** RECORDED DATA **
:::::

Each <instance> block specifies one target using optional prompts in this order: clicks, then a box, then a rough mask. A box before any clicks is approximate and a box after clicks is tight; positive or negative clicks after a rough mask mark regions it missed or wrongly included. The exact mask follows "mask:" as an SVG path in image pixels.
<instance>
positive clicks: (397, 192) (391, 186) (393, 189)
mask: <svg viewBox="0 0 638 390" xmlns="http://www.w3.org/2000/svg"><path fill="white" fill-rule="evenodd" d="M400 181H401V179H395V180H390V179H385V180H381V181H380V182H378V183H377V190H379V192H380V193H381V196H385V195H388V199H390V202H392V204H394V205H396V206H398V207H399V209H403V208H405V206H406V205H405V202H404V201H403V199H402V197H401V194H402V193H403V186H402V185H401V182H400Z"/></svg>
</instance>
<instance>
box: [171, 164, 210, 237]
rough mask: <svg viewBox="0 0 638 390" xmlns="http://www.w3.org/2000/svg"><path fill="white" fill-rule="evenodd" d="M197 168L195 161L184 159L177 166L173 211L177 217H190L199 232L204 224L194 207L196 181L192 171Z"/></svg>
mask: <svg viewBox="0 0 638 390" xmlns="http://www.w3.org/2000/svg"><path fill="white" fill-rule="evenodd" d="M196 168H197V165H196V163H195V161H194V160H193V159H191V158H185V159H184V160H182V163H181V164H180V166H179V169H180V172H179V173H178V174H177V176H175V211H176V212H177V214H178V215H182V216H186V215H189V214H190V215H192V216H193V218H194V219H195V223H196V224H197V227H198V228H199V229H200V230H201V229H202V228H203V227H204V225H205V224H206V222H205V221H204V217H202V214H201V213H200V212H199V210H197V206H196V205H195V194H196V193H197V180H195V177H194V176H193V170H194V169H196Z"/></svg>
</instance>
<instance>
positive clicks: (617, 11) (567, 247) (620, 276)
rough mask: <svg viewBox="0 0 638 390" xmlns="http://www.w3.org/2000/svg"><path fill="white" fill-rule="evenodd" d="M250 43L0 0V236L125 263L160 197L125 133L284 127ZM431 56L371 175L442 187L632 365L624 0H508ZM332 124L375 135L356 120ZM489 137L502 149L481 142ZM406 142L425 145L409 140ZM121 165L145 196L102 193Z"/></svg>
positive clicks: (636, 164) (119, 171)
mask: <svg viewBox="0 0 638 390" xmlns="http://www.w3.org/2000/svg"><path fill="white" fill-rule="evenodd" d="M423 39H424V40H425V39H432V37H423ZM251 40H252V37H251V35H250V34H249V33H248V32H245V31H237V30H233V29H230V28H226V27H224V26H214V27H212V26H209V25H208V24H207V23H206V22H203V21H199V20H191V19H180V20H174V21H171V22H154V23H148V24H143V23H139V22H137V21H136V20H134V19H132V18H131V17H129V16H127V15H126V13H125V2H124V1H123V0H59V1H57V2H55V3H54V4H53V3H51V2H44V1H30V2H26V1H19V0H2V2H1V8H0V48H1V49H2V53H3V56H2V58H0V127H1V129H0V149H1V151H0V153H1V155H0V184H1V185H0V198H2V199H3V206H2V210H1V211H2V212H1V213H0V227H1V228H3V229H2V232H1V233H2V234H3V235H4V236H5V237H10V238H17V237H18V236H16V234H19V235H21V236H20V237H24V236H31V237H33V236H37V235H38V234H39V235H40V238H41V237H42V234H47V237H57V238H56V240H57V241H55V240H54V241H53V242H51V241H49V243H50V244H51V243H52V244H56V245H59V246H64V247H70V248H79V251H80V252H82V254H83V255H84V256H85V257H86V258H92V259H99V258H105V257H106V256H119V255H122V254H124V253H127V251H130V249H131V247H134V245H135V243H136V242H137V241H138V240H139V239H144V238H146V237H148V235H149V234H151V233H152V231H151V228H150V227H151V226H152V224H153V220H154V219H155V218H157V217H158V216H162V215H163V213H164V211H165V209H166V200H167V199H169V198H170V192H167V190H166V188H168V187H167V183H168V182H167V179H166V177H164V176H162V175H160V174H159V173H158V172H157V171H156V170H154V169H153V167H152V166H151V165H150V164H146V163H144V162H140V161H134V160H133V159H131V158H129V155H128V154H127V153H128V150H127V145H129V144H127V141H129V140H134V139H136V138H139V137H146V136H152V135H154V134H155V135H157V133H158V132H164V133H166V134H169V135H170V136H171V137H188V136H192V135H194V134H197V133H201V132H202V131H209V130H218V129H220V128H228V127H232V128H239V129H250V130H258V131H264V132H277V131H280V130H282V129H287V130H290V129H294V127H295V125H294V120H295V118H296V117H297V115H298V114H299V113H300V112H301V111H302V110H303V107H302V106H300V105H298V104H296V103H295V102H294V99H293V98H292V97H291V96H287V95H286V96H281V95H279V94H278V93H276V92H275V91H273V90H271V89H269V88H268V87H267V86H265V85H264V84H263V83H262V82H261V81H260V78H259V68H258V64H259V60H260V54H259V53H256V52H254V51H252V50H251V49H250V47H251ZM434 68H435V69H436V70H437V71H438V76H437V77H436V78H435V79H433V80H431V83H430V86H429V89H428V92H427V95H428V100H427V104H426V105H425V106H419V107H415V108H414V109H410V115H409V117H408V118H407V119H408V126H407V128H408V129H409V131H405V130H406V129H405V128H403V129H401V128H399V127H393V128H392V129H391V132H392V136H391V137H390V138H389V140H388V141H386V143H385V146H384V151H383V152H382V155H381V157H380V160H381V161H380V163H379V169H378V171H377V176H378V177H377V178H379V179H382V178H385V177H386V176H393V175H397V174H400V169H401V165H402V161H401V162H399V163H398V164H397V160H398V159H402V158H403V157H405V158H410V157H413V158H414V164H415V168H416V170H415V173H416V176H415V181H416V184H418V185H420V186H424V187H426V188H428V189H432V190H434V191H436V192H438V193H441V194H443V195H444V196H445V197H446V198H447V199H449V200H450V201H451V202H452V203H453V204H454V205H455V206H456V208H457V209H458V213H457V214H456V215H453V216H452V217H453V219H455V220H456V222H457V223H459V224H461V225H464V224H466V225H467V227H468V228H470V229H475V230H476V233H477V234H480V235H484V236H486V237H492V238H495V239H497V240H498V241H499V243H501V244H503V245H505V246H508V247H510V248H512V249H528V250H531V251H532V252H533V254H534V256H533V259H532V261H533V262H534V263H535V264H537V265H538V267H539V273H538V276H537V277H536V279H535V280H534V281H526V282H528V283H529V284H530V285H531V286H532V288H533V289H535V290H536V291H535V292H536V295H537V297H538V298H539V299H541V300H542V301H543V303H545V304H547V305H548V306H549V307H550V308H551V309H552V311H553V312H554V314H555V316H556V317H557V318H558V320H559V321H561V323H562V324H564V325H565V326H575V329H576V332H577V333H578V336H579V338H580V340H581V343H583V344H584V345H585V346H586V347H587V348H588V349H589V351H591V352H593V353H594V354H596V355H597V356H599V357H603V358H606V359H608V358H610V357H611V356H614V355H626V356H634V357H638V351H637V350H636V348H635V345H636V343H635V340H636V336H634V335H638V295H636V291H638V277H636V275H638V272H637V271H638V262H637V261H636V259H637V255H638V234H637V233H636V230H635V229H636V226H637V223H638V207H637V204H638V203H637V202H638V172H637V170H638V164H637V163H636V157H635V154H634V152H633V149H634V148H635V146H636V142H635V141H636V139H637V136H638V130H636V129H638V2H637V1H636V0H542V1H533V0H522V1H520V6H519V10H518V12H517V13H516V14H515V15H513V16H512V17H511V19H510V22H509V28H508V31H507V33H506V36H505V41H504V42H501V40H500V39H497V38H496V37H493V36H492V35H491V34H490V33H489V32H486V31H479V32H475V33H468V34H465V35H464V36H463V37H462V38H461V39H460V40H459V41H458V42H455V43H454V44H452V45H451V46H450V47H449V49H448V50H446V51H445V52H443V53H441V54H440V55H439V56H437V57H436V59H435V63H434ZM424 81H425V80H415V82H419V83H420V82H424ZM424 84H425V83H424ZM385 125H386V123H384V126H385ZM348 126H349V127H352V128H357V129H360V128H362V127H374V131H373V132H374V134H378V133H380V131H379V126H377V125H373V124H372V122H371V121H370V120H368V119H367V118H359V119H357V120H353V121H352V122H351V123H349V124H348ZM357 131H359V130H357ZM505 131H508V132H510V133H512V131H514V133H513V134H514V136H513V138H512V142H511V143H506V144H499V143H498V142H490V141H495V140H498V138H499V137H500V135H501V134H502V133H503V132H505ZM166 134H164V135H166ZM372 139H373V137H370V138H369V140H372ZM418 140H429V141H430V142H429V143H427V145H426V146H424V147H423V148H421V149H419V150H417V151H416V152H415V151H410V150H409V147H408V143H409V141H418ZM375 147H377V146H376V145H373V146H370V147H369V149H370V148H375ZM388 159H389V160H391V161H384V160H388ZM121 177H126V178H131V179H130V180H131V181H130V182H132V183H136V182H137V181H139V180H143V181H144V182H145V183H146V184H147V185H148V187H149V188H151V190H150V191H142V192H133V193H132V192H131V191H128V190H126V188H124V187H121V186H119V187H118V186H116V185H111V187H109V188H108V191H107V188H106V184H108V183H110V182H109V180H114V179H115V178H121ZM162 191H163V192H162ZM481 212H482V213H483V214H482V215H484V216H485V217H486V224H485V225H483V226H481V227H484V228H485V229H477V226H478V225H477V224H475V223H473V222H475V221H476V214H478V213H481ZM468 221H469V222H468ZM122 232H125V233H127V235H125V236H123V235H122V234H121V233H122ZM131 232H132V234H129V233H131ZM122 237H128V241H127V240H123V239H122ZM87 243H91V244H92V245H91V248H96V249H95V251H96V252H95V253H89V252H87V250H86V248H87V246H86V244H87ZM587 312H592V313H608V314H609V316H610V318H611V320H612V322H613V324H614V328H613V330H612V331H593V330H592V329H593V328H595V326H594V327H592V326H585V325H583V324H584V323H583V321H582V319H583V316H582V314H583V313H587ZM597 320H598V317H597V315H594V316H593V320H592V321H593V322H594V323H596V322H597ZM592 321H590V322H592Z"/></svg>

:::::

** WHAT THE TASK ASKS **
Each line from the top of the entries above through the line containing "box: [171, 164, 210, 237]" must be transcribed exactly, and no other line may appear.

** EXPECTED ANSWER **
Each <instance> block specifies one target using optional prompts in this order: clicks, then a box, then a rough mask. A box before any clicks is approximate and a box after clicks is tight; positive or negative clicks after a rough mask mark regions it missed or wrongly included. The exact mask follows "mask:" as an SVG path in image pixels.
<instance>
positive clicks: (397, 192) (391, 186) (393, 189)
mask: <svg viewBox="0 0 638 390" xmlns="http://www.w3.org/2000/svg"><path fill="white" fill-rule="evenodd" d="M400 181H401V179H395V180H390V179H385V180H381V181H380V182H378V183H377V190H379V192H380V193H381V196H385V195H388V199H390V202H392V204H394V205H396V206H398V207H399V209H403V208H405V206H406V205H405V202H404V201H403V199H402V197H401V194H402V193H403V186H402V185H401V182H400Z"/></svg>
</instance>
<instance>
box: [171, 164, 210, 237]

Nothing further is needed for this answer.